====== DOCUMENT EXCERPT

Monday 20 August 2012

A Blue Heart


Tonight I am considering the heart. Can you hear a heart break? Interesting, and admittedly odd, question – it reminds me of the endless quandary of a tree falling in the forest. The great and the good would argue that logically the tree would have to make a noise, and the same great and good would argue that equally logically it doesn’t have to do a damn thing. It’s the same thing with hearts. I remember the first time it happened to me; the sound itself is inextricably linked with arguing and the smashing of glass and sound of flesh hitting wall (don’t panic it wasn’t my own). Amongst all of that there was a silence. A silence which stretched on for an eternity; then a flutter like the wings of a butterfly against glass and the tinkle of crystal.

============
====== DATA SHOWN

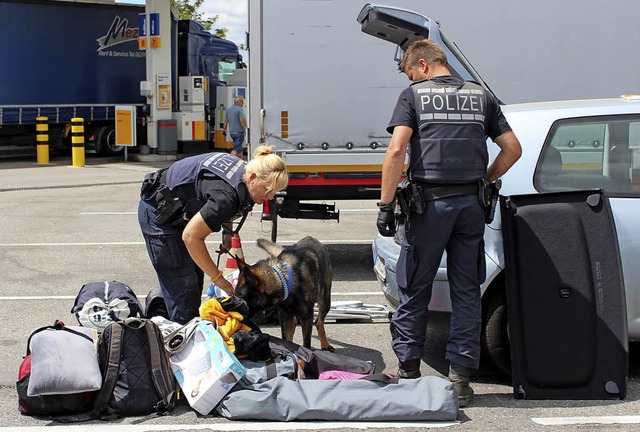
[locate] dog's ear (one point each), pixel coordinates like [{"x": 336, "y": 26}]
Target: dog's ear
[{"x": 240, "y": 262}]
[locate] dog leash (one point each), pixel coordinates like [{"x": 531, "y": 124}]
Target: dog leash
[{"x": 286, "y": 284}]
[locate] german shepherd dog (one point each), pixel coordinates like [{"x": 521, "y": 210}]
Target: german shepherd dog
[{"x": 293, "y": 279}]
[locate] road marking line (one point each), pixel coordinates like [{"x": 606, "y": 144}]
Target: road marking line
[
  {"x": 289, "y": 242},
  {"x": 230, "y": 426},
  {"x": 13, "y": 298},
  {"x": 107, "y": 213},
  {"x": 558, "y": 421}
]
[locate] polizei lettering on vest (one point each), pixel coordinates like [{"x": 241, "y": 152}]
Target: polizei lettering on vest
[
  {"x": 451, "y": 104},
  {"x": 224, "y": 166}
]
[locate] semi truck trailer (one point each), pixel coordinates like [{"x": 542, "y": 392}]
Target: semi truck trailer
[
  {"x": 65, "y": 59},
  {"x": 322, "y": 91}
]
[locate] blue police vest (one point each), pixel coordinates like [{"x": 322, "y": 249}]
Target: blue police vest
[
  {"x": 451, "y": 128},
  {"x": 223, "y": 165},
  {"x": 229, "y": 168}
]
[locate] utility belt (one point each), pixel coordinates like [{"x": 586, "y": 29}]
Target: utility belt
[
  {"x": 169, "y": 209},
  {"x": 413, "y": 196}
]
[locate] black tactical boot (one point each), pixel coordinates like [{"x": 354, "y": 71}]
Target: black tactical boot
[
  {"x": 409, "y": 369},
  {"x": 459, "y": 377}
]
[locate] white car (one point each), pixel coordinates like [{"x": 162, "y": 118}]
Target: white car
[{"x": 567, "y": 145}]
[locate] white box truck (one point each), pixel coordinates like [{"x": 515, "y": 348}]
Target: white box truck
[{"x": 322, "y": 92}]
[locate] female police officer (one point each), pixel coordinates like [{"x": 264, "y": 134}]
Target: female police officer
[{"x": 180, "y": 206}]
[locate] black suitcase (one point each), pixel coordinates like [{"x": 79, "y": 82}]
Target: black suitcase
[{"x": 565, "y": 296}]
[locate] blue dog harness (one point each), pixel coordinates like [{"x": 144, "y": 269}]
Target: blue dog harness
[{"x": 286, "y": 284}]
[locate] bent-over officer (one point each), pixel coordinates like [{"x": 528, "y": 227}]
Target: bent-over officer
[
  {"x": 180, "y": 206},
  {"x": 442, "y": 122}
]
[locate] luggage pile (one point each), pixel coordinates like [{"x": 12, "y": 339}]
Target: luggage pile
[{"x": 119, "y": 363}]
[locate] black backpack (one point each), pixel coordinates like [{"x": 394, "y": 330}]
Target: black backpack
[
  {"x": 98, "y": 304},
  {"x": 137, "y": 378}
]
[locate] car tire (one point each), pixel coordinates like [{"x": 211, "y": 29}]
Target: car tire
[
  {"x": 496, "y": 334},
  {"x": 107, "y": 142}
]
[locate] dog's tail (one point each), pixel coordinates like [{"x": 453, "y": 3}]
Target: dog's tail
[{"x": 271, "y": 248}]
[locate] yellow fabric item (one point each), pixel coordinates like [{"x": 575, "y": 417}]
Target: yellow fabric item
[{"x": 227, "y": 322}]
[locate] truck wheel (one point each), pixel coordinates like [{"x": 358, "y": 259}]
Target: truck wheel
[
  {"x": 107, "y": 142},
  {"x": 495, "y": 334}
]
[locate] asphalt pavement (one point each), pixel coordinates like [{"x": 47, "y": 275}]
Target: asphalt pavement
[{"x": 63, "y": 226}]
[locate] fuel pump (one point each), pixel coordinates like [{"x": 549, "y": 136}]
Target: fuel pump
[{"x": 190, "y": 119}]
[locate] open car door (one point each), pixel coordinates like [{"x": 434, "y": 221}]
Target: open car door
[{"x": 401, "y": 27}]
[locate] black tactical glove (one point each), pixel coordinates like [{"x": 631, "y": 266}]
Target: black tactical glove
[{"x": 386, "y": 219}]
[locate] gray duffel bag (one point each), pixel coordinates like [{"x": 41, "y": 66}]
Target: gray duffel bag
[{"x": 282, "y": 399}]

============

- [THE EXERCISE]
Change "butterfly" to "moth" in the passage about the heart, then give the stretch from "A Blue Heart" through "tinkle of crystal." with that change made. Rely only on the passage about the heart.

- [CORRECT ANSWER]
A Blue Heart


Tonight I am considering the heart. Can you hear a heart break? Interesting, and admittedly odd, question – it reminds me of the endless quandary of a tree falling in the forest. The great and the good would argue that logically the tree would have to make a noise, and the same great and good would argue that equally logically it doesn’t have to do a damn thing. It’s the same thing with hearts. I remember the first time it happened to me; the sound itself is inextricably linked with arguing and the smashing of glass and sound of flesh hitting wall (don’t panic it wasn’t my own). Amongst all of that there was a silence. A silence which stretched on for an eternity; then a flutter like the wings of a moth against glass and the tinkle of crystal.